Update the listing below from the line containing "white facade -> point" through the end of the listing by replacing "hotel sign" with "hotel signboard", and give back only those lines with nothing else changed.
>> start DATA PROVIDED
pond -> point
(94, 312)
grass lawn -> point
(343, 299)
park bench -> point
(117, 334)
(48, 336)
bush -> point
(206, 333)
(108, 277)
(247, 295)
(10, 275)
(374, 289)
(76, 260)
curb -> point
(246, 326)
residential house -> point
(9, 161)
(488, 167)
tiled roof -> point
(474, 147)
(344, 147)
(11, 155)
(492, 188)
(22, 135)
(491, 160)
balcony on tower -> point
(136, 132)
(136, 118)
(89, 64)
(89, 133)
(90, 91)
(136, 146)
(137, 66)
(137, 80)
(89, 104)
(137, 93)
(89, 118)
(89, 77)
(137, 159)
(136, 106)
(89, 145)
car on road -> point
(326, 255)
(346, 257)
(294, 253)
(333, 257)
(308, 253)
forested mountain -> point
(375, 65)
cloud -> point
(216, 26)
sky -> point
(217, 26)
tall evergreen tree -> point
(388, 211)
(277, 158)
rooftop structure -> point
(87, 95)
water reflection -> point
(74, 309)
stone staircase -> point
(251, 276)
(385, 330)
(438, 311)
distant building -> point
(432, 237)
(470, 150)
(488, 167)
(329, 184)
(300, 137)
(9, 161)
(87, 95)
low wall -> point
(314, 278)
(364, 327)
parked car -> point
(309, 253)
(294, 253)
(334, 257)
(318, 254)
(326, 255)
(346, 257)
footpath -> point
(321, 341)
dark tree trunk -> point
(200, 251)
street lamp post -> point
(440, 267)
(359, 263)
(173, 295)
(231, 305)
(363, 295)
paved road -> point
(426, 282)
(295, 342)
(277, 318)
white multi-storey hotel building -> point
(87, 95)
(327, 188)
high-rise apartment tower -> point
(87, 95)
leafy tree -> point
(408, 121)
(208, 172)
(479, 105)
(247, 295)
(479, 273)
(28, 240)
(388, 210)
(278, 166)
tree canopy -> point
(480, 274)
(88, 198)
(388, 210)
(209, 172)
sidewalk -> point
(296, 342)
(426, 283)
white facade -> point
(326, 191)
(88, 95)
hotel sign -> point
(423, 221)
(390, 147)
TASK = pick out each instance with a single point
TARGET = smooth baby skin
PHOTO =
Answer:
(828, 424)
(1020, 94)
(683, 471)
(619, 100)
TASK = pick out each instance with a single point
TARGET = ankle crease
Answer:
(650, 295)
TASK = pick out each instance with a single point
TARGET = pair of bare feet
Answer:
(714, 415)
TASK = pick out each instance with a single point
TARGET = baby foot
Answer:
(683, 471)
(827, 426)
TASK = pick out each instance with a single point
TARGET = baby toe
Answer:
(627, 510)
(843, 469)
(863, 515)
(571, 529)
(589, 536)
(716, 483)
>> end DATA PROVIDED
--- COMPLETE ANSWER ---
white facade -> point
(326, 191)
(88, 95)
hotel signboard -> point
(423, 221)
(390, 147)
TASK = pick out each instance with a single point
TARGET = smooth baby skin
PHOTO =
Answer:
(828, 424)
(1020, 94)
(683, 471)
(619, 100)
TASK = pick out each instance with a single point
TARGET = ankle crease
Answer:
(650, 295)
TASK = pick out each instance with a single point
TARGET = pair of bare feet
Answer:
(714, 415)
TASK = pick out each instance with a single point
TARGET = baby foot
Answer:
(683, 471)
(827, 426)
TASK = pick out each instance with a single point
TARGET = baby toe
Answer:
(627, 510)
(843, 469)
(863, 515)
(571, 529)
(589, 536)
(716, 483)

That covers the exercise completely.